## Compito a:
Puoi restituire per intero il testo fornito, senza cambiare nulla?

## Testo fornito:
Paola Barzan
(a cura di)
Musiche tradizionali in Polesine
Le registrazioni di Sergio Liberovici (1968)
2015, € 30
Formato 14x19, 18 foto in b/n, pp. 342
In offerta con il 5% di sconto
Arrivato nell’aprile del 1968 nel Polesine, sul Delta del Po, Sergio Liberovici si ritrova di fronte una realtà irriducibile al proprio orizzonte di senso, forgiato nel vivo di esperienze fortemente orientate da un punto di vista ideologico, dai Cantacronache fino alle ricerche condotte assieme a Emilio Jona sul canto sociale e le memorie operaie. Diviso nelle tre isole di Polesine Camerini, Ca’ Venier e Donzella, il territorio interessato alla rilevazione si profilava come un mondo arretrato ed arcaico, tanto nelle condizioni di vita come nella coscienza di classe: tutti vivevano promiscuamente di attività integrate, per cui era difficile separare gli ambiti economici e le appartenenze sociali, e ognuno gravitava attorno a gruppi di case aggrappate agli argini e imminenti sull’acqua.
Nell’intento di comprendere una realtà sociale e culturale così frammentata, Liberovici raccoglie una pluralità di voci e suoni che animano un vivace spaccato sul Polesine alla fine degli anni Sessanta. A dispetto del suo isolamento, nei circa 200 documenti conservati nella raccolta 117 degli Archivi di Etnomusicologia, il Delta del Po si rivela luogo di incontro dove convergono, dal sud al nord della Penisola, disparate tradizioni musicali che emergono dalle memorie di ex mondine, dai rumorosi canti d’osteria, dagli esuberanti cori spontanei di un paese fluviale e, in particolare, dalla voce di Angela Binatti, depositaria di un vasto repertorio di canti di diversa provenienza –dalle ballate dei cantastorie alle villotte venete- assimilati tramite cifre stilistiche e modi performativi appresi nell’ambiente familiare.

## Dati in ingresso:
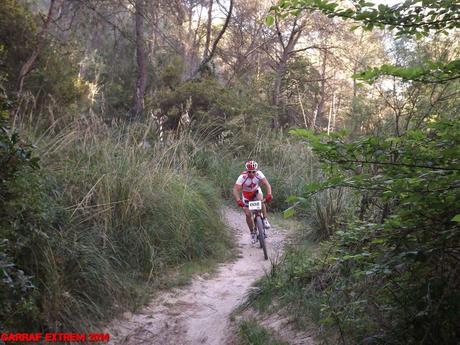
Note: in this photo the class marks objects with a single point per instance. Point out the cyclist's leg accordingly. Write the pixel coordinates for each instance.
(248, 214)
(260, 196)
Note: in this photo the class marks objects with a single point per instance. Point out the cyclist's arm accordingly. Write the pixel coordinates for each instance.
(268, 188)
(237, 188)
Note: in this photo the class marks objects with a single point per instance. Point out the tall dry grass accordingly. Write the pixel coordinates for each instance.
(123, 215)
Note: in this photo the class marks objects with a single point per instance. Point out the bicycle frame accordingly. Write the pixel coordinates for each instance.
(255, 207)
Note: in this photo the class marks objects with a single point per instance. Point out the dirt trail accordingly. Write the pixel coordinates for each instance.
(199, 313)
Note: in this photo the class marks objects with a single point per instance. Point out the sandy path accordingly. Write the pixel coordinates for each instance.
(199, 313)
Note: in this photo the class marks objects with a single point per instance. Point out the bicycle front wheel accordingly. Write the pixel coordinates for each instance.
(261, 235)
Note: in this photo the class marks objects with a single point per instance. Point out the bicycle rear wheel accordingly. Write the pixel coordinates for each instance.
(261, 235)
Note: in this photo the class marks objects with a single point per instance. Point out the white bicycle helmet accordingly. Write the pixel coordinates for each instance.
(251, 165)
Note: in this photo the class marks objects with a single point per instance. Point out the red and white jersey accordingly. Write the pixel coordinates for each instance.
(250, 184)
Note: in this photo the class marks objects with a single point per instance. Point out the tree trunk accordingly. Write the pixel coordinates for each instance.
(138, 102)
(209, 57)
(208, 31)
(322, 96)
(27, 66)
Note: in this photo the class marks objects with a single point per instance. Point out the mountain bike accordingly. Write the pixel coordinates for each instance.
(256, 209)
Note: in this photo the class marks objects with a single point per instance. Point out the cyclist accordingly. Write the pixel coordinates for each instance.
(247, 189)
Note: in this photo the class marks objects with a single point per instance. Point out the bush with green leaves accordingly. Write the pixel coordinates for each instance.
(392, 277)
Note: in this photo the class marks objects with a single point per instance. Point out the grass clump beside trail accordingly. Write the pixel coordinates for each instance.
(99, 223)
(251, 333)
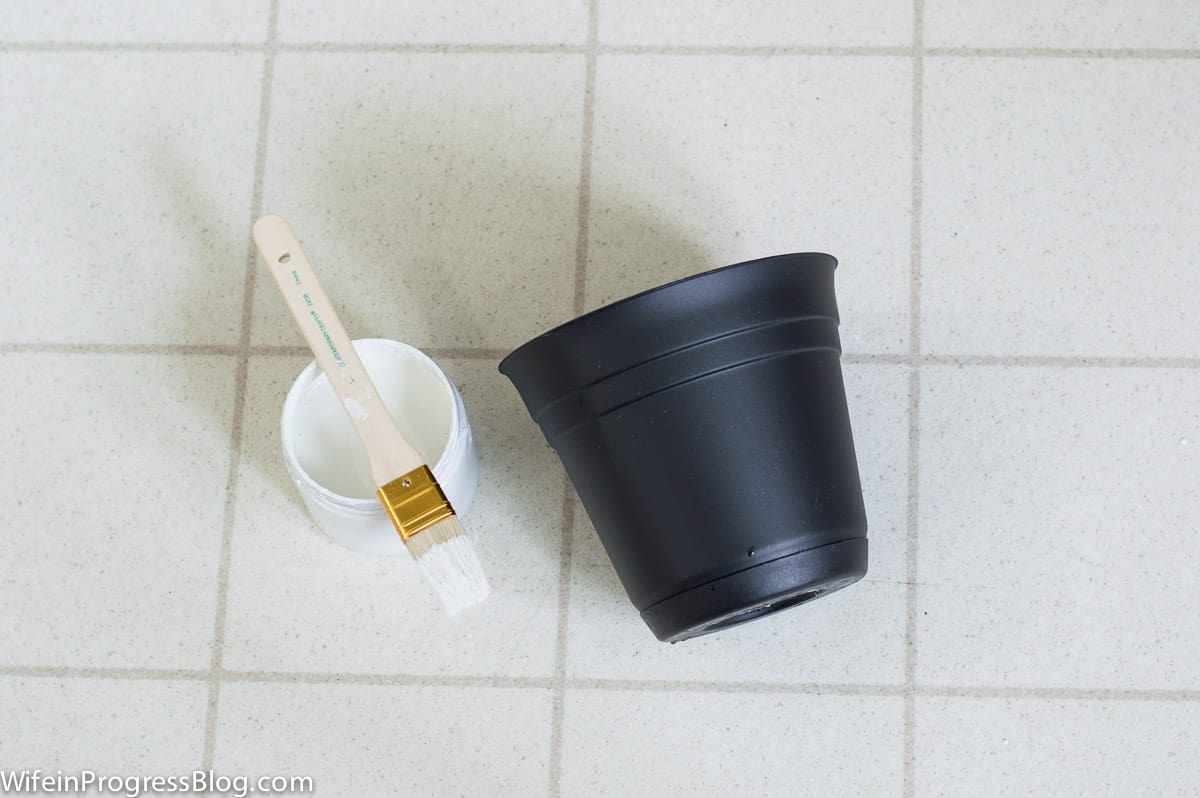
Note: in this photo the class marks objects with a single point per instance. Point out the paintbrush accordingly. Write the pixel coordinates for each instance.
(408, 490)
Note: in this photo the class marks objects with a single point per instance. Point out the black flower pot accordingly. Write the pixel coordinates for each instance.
(705, 427)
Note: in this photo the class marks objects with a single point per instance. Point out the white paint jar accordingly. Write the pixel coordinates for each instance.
(329, 465)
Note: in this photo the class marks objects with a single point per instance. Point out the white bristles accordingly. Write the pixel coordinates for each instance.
(449, 565)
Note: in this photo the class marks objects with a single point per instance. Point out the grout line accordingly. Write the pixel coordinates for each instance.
(911, 550)
(453, 48)
(1062, 361)
(54, 347)
(603, 685)
(442, 48)
(761, 51)
(585, 198)
(579, 303)
(558, 699)
(883, 358)
(913, 505)
(247, 309)
(131, 47)
(461, 353)
(1062, 694)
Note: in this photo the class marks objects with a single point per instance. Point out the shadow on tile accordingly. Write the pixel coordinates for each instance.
(502, 169)
(189, 202)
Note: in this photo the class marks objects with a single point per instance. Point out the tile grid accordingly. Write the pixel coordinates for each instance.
(604, 685)
(910, 664)
(247, 312)
(579, 303)
(601, 49)
(559, 682)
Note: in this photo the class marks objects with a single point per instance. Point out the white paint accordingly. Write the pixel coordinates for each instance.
(355, 408)
(329, 465)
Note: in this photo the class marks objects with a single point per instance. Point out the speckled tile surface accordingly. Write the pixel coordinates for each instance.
(1011, 191)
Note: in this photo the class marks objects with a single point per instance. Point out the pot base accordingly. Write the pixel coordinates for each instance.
(757, 591)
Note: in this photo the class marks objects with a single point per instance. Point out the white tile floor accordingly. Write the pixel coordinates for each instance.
(1012, 190)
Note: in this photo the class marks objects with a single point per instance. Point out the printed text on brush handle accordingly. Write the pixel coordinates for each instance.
(321, 325)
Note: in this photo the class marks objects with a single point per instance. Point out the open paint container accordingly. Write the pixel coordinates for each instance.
(329, 465)
(705, 427)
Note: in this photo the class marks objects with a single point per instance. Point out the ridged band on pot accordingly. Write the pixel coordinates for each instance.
(705, 427)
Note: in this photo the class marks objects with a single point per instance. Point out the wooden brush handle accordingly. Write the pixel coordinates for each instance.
(389, 453)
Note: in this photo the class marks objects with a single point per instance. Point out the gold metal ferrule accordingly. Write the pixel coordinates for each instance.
(414, 502)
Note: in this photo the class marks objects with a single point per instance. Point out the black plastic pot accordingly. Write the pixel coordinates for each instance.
(703, 425)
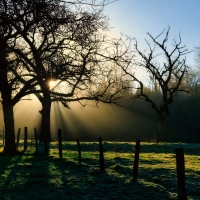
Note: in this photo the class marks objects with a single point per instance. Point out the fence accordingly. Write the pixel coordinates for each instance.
(180, 163)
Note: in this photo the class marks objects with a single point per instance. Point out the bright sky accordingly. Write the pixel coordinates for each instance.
(137, 17)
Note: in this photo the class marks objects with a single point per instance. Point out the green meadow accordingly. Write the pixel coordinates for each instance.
(30, 175)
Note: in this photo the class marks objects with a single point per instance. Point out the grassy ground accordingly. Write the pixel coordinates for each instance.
(37, 176)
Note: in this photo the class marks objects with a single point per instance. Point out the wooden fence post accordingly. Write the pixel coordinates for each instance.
(18, 136)
(180, 167)
(36, 145)
(25, 138)
(46, 148)
(3, 136)
(79, 150)
(136, 160)
(102, 168)
(60, 143)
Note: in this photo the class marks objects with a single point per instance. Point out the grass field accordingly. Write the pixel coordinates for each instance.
(38, 176)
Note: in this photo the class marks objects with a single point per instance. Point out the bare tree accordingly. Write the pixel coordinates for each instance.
(166, 67)
(54, 39)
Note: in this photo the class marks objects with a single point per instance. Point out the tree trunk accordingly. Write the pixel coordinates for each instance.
(7, 104)
(9, 147)
(46, 110)
(159, 136)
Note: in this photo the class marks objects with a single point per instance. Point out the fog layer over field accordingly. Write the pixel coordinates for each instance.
(135, 121)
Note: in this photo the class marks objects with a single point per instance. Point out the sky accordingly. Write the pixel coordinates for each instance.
(137, 17)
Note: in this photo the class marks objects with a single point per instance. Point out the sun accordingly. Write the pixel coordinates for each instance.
(52, 84)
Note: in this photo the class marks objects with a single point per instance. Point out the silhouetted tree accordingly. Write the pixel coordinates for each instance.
(168, 72)
(48, 38)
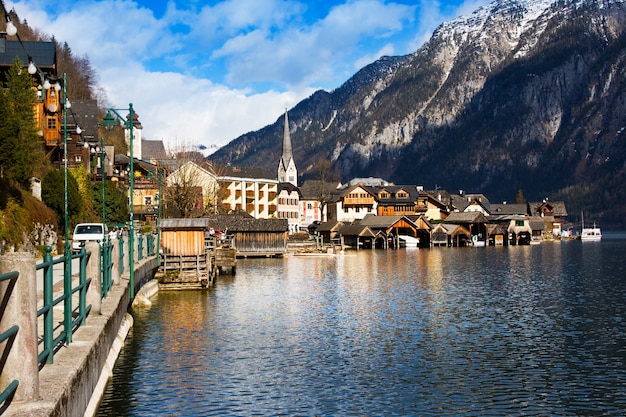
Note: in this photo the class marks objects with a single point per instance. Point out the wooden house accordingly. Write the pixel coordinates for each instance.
(388, 230)
(351, 204)
(329, 231)
(474, 221)
(448, 234)
(185, 262)
(356, 236)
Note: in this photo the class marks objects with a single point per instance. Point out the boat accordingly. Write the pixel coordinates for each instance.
(590, 234)
(476, 242)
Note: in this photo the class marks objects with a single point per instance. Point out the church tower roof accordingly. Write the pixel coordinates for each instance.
(287, 152)
(287, 171)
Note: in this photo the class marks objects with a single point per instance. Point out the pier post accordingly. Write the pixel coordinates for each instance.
(94, 292)
(19, 307)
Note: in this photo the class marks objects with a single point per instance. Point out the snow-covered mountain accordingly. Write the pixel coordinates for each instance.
(520, 94)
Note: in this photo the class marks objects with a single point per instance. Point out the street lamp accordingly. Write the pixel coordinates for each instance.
(67, 256)
(110, 120)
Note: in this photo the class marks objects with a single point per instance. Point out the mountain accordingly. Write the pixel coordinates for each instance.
(527, 94)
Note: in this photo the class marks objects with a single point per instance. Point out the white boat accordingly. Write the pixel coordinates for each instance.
(590, 234)
(477, 243)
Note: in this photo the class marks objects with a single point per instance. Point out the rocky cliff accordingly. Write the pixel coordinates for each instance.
(520, 94)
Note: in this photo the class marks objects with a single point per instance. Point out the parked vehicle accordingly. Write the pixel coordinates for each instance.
(313, 226)
(88, 232)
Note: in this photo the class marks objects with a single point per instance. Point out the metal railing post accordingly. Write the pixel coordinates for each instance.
(93, 269)
(20, 310)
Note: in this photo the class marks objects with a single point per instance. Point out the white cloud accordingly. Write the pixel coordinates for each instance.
(207, 74)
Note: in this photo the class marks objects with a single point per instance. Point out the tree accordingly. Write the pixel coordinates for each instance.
(116, 202)
(328, 179)
(191, 188)
(53, 195)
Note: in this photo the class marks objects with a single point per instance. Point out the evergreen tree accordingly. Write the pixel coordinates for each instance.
(116, 204)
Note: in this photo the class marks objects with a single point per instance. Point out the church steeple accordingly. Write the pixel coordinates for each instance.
(287, 171)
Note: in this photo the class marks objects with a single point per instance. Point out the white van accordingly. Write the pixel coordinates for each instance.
(84, 232)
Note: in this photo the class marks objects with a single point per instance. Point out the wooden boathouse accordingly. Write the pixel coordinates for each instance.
(253, 237)
(186, 261)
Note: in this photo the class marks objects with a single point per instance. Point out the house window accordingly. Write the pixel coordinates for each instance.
(51, 123)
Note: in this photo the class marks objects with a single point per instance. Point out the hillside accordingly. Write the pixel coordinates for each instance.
(518, 95)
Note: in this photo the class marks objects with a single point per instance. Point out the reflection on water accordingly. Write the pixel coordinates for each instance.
(535, 330)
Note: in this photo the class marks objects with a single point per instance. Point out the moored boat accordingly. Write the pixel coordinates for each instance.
(590, 233)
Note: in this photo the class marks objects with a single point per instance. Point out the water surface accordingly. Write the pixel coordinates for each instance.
(534, 330)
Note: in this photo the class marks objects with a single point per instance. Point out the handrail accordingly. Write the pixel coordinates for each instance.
(50, 343)
(106, 268)
(7, 334)
(139, 247)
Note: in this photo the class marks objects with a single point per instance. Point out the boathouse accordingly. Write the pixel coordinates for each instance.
(388, 230)
(475, 222)
(356, 236)
(447, 234)
(185, 260)
(253, 237)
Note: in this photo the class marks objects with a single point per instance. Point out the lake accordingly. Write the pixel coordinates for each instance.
(522, 330)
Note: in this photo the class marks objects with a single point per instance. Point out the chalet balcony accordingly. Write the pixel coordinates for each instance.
(358, 201)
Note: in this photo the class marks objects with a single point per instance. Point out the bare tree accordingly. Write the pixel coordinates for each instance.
(191, 188)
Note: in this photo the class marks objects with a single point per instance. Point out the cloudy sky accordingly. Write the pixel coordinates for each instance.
(204, 72)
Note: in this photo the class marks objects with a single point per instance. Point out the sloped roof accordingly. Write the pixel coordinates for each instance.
(42, 53)
(289, 187)
(556, 207)
(152, 149)
(256, 173)
(246, 223)
(355, 230)
(329, 226)
(199, 223)
(464, 218)
(504, 209)
(382, 222)
(393, 190)
(85, 112)
(450, 229)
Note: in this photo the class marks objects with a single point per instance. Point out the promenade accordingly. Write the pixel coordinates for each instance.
(72, 385)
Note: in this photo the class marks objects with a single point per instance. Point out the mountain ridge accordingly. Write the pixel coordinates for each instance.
(518, 95)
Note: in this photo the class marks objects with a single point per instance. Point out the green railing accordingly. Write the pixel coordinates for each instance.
(70, 324)
(10, 333)
(106, 268)
(139, 247)
(121, 263)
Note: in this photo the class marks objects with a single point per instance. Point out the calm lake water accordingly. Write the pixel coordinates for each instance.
(516, 331)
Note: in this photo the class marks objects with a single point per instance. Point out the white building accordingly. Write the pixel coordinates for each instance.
(251, 190)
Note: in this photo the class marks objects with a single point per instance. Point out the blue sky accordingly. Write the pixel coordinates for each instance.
(204, 72)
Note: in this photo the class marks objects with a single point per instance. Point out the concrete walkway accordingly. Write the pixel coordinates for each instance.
(67, 386)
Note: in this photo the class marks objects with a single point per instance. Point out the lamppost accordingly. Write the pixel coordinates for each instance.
(110, 120)
(67, 256)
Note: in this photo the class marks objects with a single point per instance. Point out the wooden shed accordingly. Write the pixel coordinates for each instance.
(356, 236)
(445, 234)
(253, 237)
(185, 261)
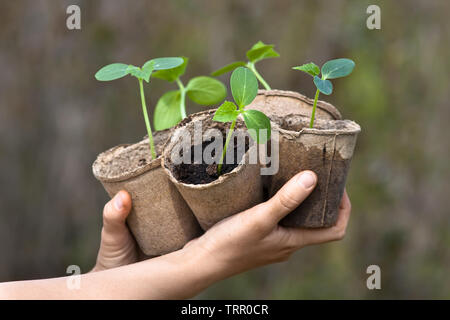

## Compito b:
Puoi riscrivere come CSV a due colonne, "enunciato" e "risposta", le voci a partire dalla riga che contiene "white paint accordingly." e fino a quella che contiene "(1011, 191)", entrambe incluse? Metti una riga per voce, con ogni campo tra virgolette e gli a capo sostituiti da spazi.

## Risultato atteso a:
Paola Barzan
(a cura di)
Musiche tradizionali in Polesine
Le registrazioni di Sergio Liberovici (1968)
2015, € 30
Formato 14x19, 18 foto in b/n, pp. 342
In offerta con il 5% di sconto
Arrivato nell’aprile del 1968 nel Polesine, sul Delta del Po, Sergio Liberovici si ritrova di fronte una realtà irriducibile al proprio orizzonte di senso, forgiato nel vivo di esperienze fortemente orientate da un punto di vista ideologico, dai Cantacronache fino alle ricerche condotte assieme a Emilio Jona sul canto sociale e le memorie operaie. Diviso nelle tre isole di Polesine Camerini, Ca’ Venier e Donzella, il territorio interessato alla rilevazione si profilava come un mondo arretrato ed arcaico, tanto nelle condizioni di vita come nella coscienza di classe: tutti vivevano promiscuamente di attività integrate, per cui era difficile separare gli ambiti economici e le appartenenze sociali, e ognuno gravitava attorno a gruppi di case aggrappate agli argini e imminenti sull’acqua.
Nell’intento di comprendere una realtà sociale e culturale così frammentata, Liberovici raccoglie una pluralità di voci e suoni che animano un vivace spaccato sul Polesine alla fine degli anni Sessanta. A dispetto del suo isolamento, nei circa 200 documenti conservati nella raccolta 117 degli Archivi di Etnomusicologia, il Delta del Po si rivela luogo di incontro dove convergono, dal sud al nord della Penisola, disparate tradizioni musicali che emergono dalle memorie di ex mondine, dai rumorosi canti d’osteria, dagli esuberanti cori spontanei di un paese fluviale e, in particolare, dalla voce di Angela Binatti, depositaria di un vasto repertorio di canti di diversa provenienza –dalle ballate dei cantastorie alle villotte venete- assimilati tramite cifre stilistiche e modi performativi appresi nell’ambiente familiare.

## Risultato atteso b:
enunciato,risposta
"Note: in this photo the class marks objects with a single point per instance. Point out the white paint accordingly. Write the pixel coordinates for each instance.","(355, 408) (329, 465)"
"Note: in this photo the class marks objects with a single point per instance. Point out the speckled tile surface accordingly. Write the pixel coordinates for each instance.","(1011, 191)"